RECORD EXTRACTS:

[Start of Attachment]

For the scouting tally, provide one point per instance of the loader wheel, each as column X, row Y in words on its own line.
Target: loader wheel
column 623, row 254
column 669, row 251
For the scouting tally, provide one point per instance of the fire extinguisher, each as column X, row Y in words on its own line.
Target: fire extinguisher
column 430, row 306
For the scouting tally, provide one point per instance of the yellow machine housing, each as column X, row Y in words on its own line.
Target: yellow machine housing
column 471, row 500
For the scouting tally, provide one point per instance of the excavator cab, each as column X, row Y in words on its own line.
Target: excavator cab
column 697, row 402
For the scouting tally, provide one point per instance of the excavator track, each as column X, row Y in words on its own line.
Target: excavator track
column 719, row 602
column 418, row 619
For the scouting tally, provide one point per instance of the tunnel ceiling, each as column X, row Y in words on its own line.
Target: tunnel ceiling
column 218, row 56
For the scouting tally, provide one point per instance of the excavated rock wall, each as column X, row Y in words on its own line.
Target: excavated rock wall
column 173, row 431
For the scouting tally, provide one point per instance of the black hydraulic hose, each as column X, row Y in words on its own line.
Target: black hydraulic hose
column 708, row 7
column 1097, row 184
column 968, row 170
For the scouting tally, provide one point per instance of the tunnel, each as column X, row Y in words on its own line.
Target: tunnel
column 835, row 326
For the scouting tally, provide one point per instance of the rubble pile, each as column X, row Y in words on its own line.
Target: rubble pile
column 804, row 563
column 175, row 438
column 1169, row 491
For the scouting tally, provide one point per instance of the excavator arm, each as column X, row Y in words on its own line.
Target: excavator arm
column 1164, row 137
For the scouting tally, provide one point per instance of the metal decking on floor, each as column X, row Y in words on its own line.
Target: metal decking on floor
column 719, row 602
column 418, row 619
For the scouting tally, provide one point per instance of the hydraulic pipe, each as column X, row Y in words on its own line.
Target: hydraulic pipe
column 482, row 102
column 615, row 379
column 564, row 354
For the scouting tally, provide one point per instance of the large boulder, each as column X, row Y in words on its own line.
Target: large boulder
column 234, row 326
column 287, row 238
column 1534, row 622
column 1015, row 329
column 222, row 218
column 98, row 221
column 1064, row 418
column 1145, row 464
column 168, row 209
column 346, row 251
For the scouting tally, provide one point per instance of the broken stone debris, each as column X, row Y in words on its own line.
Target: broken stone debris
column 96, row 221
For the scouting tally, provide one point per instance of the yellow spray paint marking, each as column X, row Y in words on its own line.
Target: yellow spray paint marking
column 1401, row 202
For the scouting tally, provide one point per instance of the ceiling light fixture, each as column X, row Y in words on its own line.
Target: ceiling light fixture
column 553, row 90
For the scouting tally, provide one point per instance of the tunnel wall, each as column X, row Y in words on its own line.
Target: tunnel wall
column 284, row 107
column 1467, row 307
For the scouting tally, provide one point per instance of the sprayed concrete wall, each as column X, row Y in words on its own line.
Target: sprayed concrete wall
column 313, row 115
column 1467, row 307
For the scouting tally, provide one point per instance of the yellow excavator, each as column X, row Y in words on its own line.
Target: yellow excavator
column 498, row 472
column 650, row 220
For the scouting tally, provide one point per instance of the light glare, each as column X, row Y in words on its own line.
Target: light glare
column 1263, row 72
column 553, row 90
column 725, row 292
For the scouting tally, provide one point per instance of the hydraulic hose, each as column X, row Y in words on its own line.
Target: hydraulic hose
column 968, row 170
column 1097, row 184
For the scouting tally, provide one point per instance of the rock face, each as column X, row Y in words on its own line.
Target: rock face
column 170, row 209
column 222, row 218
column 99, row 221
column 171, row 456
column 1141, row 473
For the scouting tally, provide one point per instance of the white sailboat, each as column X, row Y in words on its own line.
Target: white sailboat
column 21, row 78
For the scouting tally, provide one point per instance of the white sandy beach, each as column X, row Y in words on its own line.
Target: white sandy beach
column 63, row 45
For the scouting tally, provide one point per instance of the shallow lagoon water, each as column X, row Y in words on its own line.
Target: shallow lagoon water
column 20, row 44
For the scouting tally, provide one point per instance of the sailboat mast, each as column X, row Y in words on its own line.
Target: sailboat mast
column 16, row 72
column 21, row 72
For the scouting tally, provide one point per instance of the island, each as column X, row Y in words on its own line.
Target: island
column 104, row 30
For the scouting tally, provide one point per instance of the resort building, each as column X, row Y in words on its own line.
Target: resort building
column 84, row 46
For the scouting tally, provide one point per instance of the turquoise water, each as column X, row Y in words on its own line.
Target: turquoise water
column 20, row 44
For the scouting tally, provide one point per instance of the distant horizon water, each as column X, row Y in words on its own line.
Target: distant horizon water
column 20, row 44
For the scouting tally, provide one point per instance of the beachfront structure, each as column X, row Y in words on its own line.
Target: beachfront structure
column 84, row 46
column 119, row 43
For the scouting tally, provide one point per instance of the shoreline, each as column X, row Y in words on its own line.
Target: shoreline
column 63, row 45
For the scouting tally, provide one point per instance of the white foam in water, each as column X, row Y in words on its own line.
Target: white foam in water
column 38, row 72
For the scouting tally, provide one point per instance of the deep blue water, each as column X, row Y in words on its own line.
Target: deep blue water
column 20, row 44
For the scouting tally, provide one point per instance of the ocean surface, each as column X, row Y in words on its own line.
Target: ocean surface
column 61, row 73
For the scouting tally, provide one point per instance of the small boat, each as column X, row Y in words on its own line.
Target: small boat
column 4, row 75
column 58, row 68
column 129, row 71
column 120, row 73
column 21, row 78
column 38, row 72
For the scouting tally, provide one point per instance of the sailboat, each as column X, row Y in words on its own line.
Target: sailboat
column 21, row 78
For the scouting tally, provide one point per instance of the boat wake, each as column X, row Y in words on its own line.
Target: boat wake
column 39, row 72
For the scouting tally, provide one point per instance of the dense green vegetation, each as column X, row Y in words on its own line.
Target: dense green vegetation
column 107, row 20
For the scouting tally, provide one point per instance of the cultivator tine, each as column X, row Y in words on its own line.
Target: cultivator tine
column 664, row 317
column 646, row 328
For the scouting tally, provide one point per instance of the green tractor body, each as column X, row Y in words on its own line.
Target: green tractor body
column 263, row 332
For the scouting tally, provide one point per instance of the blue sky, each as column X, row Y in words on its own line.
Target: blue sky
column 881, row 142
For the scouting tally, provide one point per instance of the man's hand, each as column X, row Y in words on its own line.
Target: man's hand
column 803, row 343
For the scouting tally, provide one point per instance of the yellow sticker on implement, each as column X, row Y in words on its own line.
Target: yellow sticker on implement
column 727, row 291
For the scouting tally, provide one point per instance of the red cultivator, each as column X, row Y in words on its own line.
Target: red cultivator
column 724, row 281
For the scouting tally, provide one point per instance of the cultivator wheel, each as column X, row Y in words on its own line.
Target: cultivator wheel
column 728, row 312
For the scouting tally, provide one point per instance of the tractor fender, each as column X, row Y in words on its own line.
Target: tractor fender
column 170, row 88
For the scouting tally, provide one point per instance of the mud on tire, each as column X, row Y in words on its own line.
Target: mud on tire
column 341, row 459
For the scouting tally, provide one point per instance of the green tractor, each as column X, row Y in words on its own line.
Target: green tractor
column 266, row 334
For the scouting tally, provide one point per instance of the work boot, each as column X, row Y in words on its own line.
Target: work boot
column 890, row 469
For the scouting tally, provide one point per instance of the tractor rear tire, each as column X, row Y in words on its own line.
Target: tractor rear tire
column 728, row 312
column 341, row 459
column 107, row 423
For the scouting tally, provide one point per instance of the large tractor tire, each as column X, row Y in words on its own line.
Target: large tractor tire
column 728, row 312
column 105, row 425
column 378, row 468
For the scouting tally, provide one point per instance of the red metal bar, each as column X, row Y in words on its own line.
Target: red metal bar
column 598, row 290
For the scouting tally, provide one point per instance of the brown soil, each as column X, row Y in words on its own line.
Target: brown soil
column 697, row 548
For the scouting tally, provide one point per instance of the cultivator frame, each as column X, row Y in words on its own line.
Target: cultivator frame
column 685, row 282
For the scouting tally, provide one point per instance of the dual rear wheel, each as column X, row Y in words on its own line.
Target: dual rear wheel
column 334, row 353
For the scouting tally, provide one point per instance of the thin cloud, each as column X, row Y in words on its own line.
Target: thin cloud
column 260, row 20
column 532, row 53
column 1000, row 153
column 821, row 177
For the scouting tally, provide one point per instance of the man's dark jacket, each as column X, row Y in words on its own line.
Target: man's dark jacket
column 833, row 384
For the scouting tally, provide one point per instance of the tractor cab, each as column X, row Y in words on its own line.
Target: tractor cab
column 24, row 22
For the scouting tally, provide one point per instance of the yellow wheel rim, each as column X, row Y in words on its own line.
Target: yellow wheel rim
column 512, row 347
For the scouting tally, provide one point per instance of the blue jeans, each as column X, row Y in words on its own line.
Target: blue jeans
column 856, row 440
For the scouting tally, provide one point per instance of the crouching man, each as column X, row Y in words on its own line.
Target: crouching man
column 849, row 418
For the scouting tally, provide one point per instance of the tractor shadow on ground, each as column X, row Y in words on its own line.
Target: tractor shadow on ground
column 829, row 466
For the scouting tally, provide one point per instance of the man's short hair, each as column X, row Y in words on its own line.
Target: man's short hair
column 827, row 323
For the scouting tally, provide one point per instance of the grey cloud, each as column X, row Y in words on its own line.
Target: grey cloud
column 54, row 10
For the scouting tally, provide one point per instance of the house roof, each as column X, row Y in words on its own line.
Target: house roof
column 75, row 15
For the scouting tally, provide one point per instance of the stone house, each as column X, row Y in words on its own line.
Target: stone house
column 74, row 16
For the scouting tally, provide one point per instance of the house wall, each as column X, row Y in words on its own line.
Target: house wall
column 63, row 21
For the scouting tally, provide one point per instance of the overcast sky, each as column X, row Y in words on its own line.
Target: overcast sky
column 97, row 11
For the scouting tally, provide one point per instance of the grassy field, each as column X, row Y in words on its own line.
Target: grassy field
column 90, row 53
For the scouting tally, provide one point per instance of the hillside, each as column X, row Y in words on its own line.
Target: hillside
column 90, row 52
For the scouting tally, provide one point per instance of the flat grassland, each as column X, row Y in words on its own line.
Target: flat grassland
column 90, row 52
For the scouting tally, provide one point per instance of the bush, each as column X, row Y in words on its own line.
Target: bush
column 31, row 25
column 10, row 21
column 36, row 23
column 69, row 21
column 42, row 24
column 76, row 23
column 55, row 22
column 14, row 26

[End of Attachment]

WHAT YOU NEED TO DO:
What the task asks for is a word-for-word repeat of the lines above, from the first through the one containing "tunnel ceiling, each".

RESPONSE BELOW:
For the scouting tally, provide one point per instance of the loader wheel, each as column X, row Y in words on its own line.
Target: loader wheel
column 623, row 254
column 669, row 251
For the scouting tally, provide one point per instance of the fire extinguisher, each as column X, row Y in words on its own line.
Target: fire extinguisher
column 430, row 306
For the scouting tally, provide one point per instance of the yellow machine housing, each as column X, row Y in words on its own line.
Target: yellow machine housing
column 471, row 500
For the scouting tally, provide one point per instance of the excavator cab, each as column X, row Y in words on its own line.
Target: excavator cab
column 697, row 402
For the scouting tally, provide one point per instance of the excavator track, each as column X, row Y in words on its own line.
Target: excavator track
column 719, row 602
column 418, row 619
For the scouting tally, provide one point per instance of the tunnel ceiling, each as column X, row Y in words on its own line.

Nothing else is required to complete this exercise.